■ **TEXTO**
-- -- --
Portaria estabelece que o número máximo de parcelas será de 24, e a taxa de juros não poderá ser superior a 3,5% ao mês.
Auxílio Brasil — Foto: André Melo Andrade/Immagini/Estadão Conteúdo |
O governo publicou no "Diário Oficial da União"
desta terça-feira (27) portaria que regulamenta o empréstimo consignado para
os beneficiários do
Auxílio Brasil.
No empréstimo consignado, o desconto é direto na fonte. Em
razão de as parcelas serem descontadas diretamente da folha de pagamentos, os
bancos têm a garantia de que as prestações serão pagas em dia.
A medida é criticada por especialistas, que apontam para o
risco de endividamento ainda maior da população mais vulnerável (leia mais
abaixo).
De acordo com a regulamentação, o valor máximo que poderá ser
contratado será aquele em que as parcelas comprometam até 40% do valor mensal
do benefício. Mas em vez de ser considerado o valor mínimo atual do benefício
de R$ 600, que só vale até dezembro, valerá o de R$ 400. Assim, o valor da
parcela será de no máximo R$ 160.
-- -- --
■ **DADOS REGISTRADOS**
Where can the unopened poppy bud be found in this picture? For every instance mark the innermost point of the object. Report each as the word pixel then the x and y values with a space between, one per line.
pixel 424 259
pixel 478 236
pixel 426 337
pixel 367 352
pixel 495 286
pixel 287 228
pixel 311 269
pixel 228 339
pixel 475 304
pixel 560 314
-- -- --
■ **INSTRUÇÕES DA TAREFA**
Responda com base no texto sobre o empréstimo consignado do Auxílio Brasil:
(a) Qual é o número máximo de parcelas previsto na portaria?
(b) Onde o governo publicou a portaria?
(c) Qual será o valor máximo de cada parcela?

■ **RESPOSTA COMPLETA**
(a) 24 parcelas.
(b) No "Diário Oficial da União".
(c) R$ 160.